Tujuan 1>
Jawab pertanyaan berikut berdasarkan potongan teks:
(a) Di kota mana rekan yang diceritakan lahir dan dibesarkan?
(b) Julukan apa yang sering dipakai teman-temannya yang bersuku Jawa untuk mengoloknya?
(c) Bahasa apa yang membuatnya bingung ketika dia mengaku Flores-Ende?
Tujuan 2> Cetak bagian potongan teks mulai dari "Di antara teman-teman" sampai dengan "diolok Jawa Keriting.".

Potongan Teks>

Lihat ke Halaman Asli

Fajar

PEZIARAH DI BUMI PINJAMAN

Apakah Anda Generasi Hibrid Juga?

Diperbarui: 25 Juni 2015   06:14

Kompasiana adalah platform blog. Konten ini menjadi tanggung jawab bloger dan tidak mewakili pandangan redaksi Kompas.

13352000101217594750

[caption id="attachment_173335" align="aligncenter" width="605" caption="Sumber Ilustrasi: myspace.com"][/caption]

Seorang rekan campuran Jawa-Flores sering diledek teman-temannya sebagai “manusia diantara.” Bukan “di antara ada dan tiada,” tetapi lebih sebagai gurauan akan ketidakjelasan identitas kultural yang dimilikinya. Hal ini membuatnya selalu merasa keki dan serba salah.

Di antara teman-teman yang bersuku sama dengan Ibu-nya, ia sering mengaku Jawa. Namun, kejawaannya sering dipertanyakan lantaran kulitnya hitam dan rambutnya keriting. Dia semakin terpojok ketika teman-temannya berbicara menggunakan Bahasa Jawa. Dia merasa semakin tidak bisa in dalam komunitas Jawa yang dimasukinya. Karena dia lahir dan dibesarkan di Jakarta dengan gaya bicara Betawi. Tidaklah mengherankan di kalangan teman-temannya yang bersuku Jawa ia sering diolok Jawa Keriting.

Hal ini tidak jauh berbeda ketika dia mengaku Flores-Ende berdasarkan suku ayahnya. Ketika diajak  bicara bahasa Ende-Lio, dia pun bingung karena di rumah ayahnya tidak pernah mengajarkan bahasa ibunya. Dia pun merasa terasing dalam keluarga Flores.

Data kotak berlabel:
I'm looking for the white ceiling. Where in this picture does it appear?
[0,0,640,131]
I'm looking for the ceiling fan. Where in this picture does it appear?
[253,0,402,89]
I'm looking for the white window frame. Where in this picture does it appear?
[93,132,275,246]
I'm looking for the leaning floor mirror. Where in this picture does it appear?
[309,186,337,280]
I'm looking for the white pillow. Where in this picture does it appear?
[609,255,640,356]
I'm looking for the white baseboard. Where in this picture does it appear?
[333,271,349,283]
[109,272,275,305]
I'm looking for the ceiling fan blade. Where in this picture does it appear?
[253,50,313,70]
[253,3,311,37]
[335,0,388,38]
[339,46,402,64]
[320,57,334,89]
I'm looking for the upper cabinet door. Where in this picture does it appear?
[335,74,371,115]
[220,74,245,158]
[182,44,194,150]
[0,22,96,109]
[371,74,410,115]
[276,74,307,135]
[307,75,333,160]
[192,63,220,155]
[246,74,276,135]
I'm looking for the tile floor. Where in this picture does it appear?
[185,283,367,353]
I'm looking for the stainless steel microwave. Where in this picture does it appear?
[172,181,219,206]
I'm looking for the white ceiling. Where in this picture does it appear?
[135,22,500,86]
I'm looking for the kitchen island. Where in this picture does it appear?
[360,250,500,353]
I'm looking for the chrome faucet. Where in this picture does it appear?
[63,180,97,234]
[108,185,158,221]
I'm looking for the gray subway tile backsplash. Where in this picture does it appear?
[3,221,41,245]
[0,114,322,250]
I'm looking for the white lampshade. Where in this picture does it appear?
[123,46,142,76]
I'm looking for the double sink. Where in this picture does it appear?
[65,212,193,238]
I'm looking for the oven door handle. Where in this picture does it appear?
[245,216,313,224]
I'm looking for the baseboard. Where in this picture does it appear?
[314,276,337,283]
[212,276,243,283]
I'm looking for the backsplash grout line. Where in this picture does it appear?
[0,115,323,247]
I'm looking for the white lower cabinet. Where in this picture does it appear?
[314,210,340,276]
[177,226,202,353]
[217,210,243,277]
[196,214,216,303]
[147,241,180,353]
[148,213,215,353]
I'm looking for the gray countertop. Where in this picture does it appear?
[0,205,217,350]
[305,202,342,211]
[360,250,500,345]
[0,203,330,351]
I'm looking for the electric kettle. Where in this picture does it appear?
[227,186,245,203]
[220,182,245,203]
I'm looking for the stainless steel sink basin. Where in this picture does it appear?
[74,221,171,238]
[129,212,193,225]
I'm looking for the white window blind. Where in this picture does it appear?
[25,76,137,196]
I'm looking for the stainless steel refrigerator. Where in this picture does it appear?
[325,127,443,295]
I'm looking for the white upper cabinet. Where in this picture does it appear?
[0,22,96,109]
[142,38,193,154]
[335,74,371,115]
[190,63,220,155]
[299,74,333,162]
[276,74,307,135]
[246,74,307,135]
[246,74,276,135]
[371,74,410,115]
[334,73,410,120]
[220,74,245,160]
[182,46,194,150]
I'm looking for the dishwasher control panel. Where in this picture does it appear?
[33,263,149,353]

--

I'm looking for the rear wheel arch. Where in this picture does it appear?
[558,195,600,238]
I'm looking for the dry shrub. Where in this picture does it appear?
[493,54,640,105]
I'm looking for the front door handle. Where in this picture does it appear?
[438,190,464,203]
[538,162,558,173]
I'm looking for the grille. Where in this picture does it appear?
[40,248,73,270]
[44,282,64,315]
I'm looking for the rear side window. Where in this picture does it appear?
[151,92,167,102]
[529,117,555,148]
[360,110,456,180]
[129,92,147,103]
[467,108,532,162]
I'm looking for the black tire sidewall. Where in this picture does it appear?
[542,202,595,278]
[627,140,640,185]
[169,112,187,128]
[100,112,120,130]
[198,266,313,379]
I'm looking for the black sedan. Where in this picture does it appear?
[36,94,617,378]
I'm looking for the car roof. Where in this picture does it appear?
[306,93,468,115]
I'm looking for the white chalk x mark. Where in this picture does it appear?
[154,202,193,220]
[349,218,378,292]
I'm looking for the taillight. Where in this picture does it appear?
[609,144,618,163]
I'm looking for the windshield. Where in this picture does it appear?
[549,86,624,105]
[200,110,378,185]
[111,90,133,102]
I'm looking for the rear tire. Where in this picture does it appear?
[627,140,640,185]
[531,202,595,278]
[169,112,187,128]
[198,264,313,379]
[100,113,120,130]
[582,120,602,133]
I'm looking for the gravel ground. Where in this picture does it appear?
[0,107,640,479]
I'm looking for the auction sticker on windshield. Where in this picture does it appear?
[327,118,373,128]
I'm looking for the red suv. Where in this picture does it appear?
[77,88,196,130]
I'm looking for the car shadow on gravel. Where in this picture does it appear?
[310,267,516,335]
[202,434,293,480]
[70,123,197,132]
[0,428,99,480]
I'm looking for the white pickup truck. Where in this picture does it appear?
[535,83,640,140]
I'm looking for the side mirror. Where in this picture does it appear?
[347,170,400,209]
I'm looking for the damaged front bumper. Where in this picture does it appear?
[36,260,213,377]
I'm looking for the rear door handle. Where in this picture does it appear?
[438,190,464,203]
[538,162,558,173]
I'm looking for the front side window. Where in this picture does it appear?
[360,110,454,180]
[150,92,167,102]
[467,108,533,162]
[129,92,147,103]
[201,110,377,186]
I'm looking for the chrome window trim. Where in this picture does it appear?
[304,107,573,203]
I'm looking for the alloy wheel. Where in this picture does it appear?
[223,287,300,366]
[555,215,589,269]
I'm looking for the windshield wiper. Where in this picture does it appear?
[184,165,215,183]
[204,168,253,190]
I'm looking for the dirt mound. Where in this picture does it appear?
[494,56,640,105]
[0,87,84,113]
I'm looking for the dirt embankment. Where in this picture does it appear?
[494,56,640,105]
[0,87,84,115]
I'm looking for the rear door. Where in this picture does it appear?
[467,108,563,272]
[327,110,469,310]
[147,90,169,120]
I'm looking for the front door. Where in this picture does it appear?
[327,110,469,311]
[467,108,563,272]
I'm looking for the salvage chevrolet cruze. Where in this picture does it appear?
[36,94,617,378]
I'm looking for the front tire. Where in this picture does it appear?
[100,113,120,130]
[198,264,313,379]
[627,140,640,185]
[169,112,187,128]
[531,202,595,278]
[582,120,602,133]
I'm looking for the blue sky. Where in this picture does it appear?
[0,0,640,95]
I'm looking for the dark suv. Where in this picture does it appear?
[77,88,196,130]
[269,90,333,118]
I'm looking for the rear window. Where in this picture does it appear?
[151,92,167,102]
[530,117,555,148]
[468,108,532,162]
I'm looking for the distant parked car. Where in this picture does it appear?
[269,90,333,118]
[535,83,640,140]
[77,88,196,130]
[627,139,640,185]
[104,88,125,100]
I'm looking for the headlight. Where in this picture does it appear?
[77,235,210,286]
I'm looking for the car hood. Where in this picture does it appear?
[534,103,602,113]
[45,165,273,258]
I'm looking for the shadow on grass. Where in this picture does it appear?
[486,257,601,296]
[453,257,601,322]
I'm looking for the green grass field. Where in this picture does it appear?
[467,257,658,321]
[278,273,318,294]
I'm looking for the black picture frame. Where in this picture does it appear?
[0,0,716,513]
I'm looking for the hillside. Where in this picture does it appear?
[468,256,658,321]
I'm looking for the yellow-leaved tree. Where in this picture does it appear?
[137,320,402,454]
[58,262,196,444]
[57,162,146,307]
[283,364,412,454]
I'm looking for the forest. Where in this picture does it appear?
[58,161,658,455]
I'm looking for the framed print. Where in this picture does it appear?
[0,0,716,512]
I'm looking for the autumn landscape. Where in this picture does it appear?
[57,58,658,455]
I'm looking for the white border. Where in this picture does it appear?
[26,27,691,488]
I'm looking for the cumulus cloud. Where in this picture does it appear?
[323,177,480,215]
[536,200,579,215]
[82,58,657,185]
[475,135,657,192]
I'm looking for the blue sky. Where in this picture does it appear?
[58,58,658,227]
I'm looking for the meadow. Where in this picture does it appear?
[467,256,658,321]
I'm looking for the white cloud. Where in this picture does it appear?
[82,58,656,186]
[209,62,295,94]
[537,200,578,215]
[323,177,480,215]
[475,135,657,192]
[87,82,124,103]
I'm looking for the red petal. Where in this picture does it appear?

* * *

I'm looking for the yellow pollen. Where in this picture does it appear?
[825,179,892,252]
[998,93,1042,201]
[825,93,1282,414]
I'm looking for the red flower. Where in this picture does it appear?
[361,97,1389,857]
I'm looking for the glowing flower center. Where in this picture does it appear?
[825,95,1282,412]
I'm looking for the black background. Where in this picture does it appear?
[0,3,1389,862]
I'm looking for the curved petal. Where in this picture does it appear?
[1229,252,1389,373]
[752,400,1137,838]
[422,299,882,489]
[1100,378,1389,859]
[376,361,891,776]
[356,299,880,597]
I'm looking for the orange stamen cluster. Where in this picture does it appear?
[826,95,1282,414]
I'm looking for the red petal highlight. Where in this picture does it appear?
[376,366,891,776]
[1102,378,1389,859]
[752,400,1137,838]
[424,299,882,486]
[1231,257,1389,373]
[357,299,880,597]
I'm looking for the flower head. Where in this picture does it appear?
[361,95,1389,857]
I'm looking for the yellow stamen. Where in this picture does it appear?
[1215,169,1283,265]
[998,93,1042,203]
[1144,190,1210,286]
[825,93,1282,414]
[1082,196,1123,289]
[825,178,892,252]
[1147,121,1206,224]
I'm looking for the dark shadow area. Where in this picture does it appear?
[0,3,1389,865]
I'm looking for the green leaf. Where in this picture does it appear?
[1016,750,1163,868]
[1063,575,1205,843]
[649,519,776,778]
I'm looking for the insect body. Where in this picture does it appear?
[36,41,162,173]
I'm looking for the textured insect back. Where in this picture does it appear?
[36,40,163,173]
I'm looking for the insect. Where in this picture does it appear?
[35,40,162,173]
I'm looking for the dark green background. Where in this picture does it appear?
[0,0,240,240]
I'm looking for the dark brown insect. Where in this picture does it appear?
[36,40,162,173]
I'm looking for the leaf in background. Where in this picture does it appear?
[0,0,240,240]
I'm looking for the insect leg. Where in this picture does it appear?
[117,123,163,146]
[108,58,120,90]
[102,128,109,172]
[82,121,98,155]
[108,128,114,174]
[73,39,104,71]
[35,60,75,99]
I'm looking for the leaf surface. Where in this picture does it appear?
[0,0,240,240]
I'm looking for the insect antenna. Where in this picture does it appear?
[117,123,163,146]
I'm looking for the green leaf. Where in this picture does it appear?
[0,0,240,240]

Jawaban 1>
(a) Jakarta
(b) Jawa Keriting
(c) Bahasa Ende-Lio

Jawaban 2>
Di antara teman-teman yang bersuku sama dengan Ibu-nya, ia sering mengaku Jawa. Namun, kejawaannya sering dipertanyakan lantaran kulitnya hitam dan rambutnya keriting. Dia semakin terpojok ketika teman-temannya berbicara menggunakan Bahasa Jawa. Dia merasa semakin tidak bisa in dalam komunitas Jawa yang dimasukinya. Karena dia lahir dan dibesarkan di Jakarta dengan gaya bicara Betawi. Tidaklah mengherankan di kalangan teman-temannya yang bersuku Jawa ia sering diolok Jawa Keriting.